— START Records for the exercise —

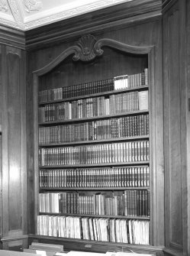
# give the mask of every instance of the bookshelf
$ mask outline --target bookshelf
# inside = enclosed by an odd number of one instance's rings
[[[42,241],[153,251],[151,50],[85,35],[34,72],[35,223]],[[118,66],[108,61],[114,57]]]

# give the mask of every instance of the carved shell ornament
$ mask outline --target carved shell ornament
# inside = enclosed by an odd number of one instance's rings
[[[91,34],[85,34],[82,37],[77,45],[80,47],[80,50],[76,55],[75,60],[90,61],[95,59],[96,56],[101,55],[101,52],[98,52],[95,49],[96,39]]]

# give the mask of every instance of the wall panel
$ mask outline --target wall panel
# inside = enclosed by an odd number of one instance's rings
[[[2,46],[2,241],[4,248],[21,248],[27,234],[25,55],[8,46]]]

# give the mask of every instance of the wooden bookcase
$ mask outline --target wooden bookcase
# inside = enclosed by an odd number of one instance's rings
[[[158,200],[153,63],[153,47],[133,47],[85,35],[34,73],[36,235],[29,236],[29,243],[30,239],[37,239],[63,241],[67,250],[124,248],[162,254],[161,248],[153,246],[158,214],[153,203]],[[139,74],[143,77],[144,71],[147,80],[142,84]],[[128,76],[127,86],[116,88],[113,78],[124,75]],[[148,95],[148,108],[140,109],[142,92]],[[51,208],[47,212],[45,208],[46,212],[40,212],[50,195],[57,198],[54,202],[59,209],[52,212]],[[63,200],[67,203],[66,209],[63,209]],[[108,205],[101,206],[105,201],[114,203],[112,211]],[[50,235],[50,228],[44,229],[44,223],[52,215],[56,223],[75,219],[72,225],[79,225],[77,232],[72,234],[71,225],[72,235],[60,235],[57,228]],[[116,219],[128,230],[126,237],[118,238],[113,235],[115,232],[111,233],[111,225],[116,225]],[[94,241],[86,238],[84,232],[89,222],[94,232],[89,228],[89,235],[92,238],[93,233]],[[102,228],[105,225],[105,237],[101,235],[103,229],[95,235],[95,223],[97,232],[98,226]],[[132,225],[142,225],[142,234],[148,230],[145,241],[139,241],[138,229],[134,242],[129,232]]]

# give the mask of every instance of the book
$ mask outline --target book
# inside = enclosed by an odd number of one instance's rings
[[[139,98],[139,110],[147,110],[149,109],[149,91],[140,91],[138,92]]]

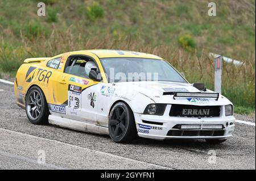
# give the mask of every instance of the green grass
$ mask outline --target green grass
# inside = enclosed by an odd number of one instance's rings
[[[255,115],[255,108],[246,107],[242,106],[234,106],[234,112],[240,114],[245,114],[247,115]]]
[[[28,57],[122,49],[158,54],[191,82],[213,89],[213,52],[245,62],[224,65],[222,93],[235,111],[255,109],[254,0],[216,0],[216,17],[208,15],[206,0],[42,2],[45,17],[37,16],[38,1],[0,1],[0,74],[14,76]]]

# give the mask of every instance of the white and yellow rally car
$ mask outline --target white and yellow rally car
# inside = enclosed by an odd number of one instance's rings
[[[88,50],[24,62],[15,94],[33,124],[109,134],[117,142],[138,135],[221,143],[232,136],[232,103],[188,83],[158,56]]]

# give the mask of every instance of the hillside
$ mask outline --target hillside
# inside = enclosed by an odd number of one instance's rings
[[[237,111],[255,109],[255,2],[214,2],[216,16],[201,0],[1,0],[0,76],[14,76],[26,57],[115,48],[156,54],[212,89],[214,52],[245,63],[224,65],[223,92]]]

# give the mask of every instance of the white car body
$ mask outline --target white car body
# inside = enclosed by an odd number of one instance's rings
[[[232,104],[225,97],[219,95],[218,99],[216,100],[216,98],[174,98],[174,95],[163,95],[164,92],[171,91],[202,94],[213,92],[209,90],[200,91],[191,84],[184,83],[155,81],[100,83],[85,89],[81,92],[75,94],[75,96],[79,96],[80,100],[79,103],[81,104],[79,109],[74,109],[74,106],[68,103],[63,105],[65,106],[65,114],[52,111],[50,109],[49,123],[79,131],[108,134],[111,108],[116,102],[122,101],[127,103],[133,111],[138,135],[142,137],[156,140],[221,140],[232,136],[235,118],[233,115],[225,116],[225,106]],[[69,91],[68,94],[73,93]],[[91,98],[93,94],[93,107]],[[148,104],[155,103],[167,104],[163,115],[143,114]],[[216,117],[170,116],[172,106],[175,106],[174,105],[220,106],[220,113],[219,116]],[[198,111],[198,112],[199,111]],[[192,125],[197,128],[178,130],[174,128],[176,125]],[[223,125],[221,129],[222,131],[219,133],[215,131],[216,128],[214,125]],[[171,131],[174,132],[172,133]],[[189,132],[189,131],[193,132]]]

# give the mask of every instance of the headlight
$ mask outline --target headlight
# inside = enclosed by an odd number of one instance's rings
[[[233,115],[233,106],[231,104],[225,106],[225,114],[226,116]]]
[[[166,110],[166,104],[148,104],[144,111],[144,115],[154,115],[162,116]]]

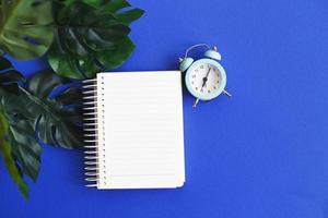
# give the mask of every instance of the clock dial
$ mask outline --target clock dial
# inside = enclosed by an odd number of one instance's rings
[[[220,87],[221,73],[210,63],[201,63],[190,72],[190,85],[196,93],[211,94]]]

— END Records for the exercise —

Task brief
Please copy the part of the listing that starts at the line containing "# give the mask of every instance of the wall" and ends at the line containing "[[[2,46],[2,241],[4,248],[21,248],[27,234],[25,55],[8,46]]]", both lines included, and nothing else. Add -33 to every polygon coordinate in the answer, and keep all other lines as they are.

Solution to this exercise
# give the mask of every instance of the wall panel
$ mask outline --target wall panel
# inside = enclosed by an odd number of one instance's rings
[[[-31,13],[-31,208],[-29,215],[-12,215],[-6,201],[-8,22],[-25,13]]]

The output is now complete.